Source extract.
Last Modified on July 18, 2018 by HTML Pro
Solar energy is becoming increasingly common in the U.S. In 2016, the number of solar installations doubled over the year before. And over the next five years, U.S. solar capacity is expected to more than double.
But solar energy still has a long way to go before it achieves mainstream status. Despite the fact that the U.S. has over 1.3 million solar installations – up from just 30,000 in 2006 – solar still provides just six percent of the energy Americans consume. And despite its larger population and higher rate of per-capita energy consumption, the U.S. has a lower installed solar capacity (18,317 megawatts) than economically comparable nations like Italy (which has installed 18,622 megawatts), Japan (which has installed 23,409 megawatts), and Germany (which has installed 38,250 megawatts).
To expand the use of solar energy in the United States, policymakers and the public must continue to support aggressive solar energy goals.
For instance, more states should adopt renewable energy targets. Unlike many other developed nations, the U.S. lacks a national renewable energy standard that would require electric utilities to provide a steadily increasing percentage of their energy from wind, hydroelectric, and other renewable energy sources.
Instead, energy policies are set by individual states. Some states have extremely ambitious renewable energy targets, known as renewable energy portfolio standards (REPS). Massachusetts, for instance, has adopted a REPS that requires the state to source 50 percent of its electricity from renewables by 2030, and 100 percent by 2050. On the other end of the scale, however, over a dozen states have no REPS at all.
While many states without renewable energy targets are investing in solar energy due to the cost benefits it offers over fossil fuels, implementing renewable energy targets in all 50 states would speed up the adoption of solar energy and further move the U.S. toward real energy sustainability.
American solar energy goals should also include more legislation mandating solar panels on new buildings. Earlier this year, California became the first state in the U.S. to require solar panels on almost all new homes and multi-family residences. The mandate will increase the percentage of new Californian homes that include solar panels from 15 percent to nearly 100 percent when the rule goes into effect in 2020.

Material supplied.

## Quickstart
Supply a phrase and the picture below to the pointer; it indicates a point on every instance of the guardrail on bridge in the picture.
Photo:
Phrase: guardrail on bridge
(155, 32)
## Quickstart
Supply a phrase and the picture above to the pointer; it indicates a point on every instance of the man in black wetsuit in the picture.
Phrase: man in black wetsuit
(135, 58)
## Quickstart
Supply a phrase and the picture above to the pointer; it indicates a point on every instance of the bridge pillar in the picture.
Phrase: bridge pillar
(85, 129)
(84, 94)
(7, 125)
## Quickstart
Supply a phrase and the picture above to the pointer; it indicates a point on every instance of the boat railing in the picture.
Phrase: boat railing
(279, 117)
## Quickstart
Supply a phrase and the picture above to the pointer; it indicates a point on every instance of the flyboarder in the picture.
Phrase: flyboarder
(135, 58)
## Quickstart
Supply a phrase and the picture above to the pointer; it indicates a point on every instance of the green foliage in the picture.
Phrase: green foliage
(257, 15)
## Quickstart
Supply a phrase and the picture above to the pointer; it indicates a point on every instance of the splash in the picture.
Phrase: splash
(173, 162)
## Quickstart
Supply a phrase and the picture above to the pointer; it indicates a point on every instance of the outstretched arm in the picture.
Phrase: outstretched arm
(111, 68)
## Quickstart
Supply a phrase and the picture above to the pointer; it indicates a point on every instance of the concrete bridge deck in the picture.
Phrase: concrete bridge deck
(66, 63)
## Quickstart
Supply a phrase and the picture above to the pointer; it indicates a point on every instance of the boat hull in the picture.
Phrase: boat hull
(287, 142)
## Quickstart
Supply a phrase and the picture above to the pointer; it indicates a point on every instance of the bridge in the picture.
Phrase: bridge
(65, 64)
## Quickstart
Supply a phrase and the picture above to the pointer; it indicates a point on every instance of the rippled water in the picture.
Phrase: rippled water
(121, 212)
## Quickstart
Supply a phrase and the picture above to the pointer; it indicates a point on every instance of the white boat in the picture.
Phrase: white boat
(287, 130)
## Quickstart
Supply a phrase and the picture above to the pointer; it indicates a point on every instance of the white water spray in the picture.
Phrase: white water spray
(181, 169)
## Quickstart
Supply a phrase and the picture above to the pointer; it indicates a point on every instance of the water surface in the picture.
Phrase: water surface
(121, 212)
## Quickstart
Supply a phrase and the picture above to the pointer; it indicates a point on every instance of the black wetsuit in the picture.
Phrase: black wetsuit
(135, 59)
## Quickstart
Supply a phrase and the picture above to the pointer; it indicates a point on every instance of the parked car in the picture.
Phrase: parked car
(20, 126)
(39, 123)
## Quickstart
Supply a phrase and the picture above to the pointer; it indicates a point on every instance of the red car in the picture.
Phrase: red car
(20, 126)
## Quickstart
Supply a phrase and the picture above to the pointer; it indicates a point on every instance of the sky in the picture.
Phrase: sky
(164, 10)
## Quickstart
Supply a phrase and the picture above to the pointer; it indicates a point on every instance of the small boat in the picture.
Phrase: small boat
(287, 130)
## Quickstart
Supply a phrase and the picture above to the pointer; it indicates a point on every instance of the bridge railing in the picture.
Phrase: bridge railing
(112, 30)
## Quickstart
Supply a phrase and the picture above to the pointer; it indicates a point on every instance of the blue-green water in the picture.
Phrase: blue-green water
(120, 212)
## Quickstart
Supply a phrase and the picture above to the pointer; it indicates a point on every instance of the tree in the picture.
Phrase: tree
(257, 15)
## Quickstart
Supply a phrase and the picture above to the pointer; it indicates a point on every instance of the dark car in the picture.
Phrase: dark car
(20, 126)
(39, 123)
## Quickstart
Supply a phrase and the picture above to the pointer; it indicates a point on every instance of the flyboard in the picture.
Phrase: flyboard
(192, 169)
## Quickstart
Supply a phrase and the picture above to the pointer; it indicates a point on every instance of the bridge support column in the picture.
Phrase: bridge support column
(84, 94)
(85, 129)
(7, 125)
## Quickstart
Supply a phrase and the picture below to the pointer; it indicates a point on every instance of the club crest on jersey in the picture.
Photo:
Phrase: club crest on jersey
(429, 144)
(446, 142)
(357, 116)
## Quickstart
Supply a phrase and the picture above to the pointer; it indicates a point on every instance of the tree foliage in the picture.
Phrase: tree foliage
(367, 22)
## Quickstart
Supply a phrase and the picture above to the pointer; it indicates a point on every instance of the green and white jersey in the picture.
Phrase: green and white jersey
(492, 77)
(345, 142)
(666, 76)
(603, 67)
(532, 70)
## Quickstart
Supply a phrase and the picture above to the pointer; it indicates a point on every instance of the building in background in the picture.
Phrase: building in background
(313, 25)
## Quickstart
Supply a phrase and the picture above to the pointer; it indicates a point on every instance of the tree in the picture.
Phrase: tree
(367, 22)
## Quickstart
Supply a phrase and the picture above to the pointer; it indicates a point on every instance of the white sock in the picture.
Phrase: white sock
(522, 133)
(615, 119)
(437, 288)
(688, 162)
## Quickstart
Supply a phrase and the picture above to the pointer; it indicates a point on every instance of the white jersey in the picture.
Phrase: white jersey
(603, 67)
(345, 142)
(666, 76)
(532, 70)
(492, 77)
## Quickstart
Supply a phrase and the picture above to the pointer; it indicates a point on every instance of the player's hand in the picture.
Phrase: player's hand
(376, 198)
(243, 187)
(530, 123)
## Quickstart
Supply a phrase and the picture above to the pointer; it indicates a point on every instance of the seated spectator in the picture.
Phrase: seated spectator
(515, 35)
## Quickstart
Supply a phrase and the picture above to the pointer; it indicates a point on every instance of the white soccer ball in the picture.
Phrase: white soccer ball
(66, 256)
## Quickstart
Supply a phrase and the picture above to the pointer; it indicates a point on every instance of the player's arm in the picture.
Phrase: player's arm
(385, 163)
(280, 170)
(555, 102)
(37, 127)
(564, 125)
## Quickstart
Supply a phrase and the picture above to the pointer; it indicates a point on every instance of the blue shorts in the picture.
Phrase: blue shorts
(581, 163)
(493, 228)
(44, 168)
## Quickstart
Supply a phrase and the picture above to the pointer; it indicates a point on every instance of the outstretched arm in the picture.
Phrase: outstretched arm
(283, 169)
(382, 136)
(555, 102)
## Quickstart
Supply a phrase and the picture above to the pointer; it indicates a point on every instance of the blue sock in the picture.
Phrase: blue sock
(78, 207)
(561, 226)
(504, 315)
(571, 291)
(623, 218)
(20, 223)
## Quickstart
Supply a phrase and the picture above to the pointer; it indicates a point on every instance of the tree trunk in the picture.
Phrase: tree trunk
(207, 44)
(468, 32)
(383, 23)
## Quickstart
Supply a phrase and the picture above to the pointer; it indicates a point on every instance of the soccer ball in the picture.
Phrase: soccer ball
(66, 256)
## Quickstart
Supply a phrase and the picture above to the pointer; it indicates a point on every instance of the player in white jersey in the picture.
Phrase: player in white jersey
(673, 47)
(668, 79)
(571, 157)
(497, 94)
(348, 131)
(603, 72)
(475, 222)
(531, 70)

What is required. In the solar energy article, why should more states adopt renewable energy targets? Answer in one to three sentences. The records were drawn from a different source than the text.

Result of this task. The U.S. has no national renewable energy standard, so each state sets its own energy policy, and over a dozen states have no renewable energy portfolio standard at all. Putting renewable energy targets in place in all 50 states would speed up the adoption of solar energy and move the U.S. further toward real energy sustainability.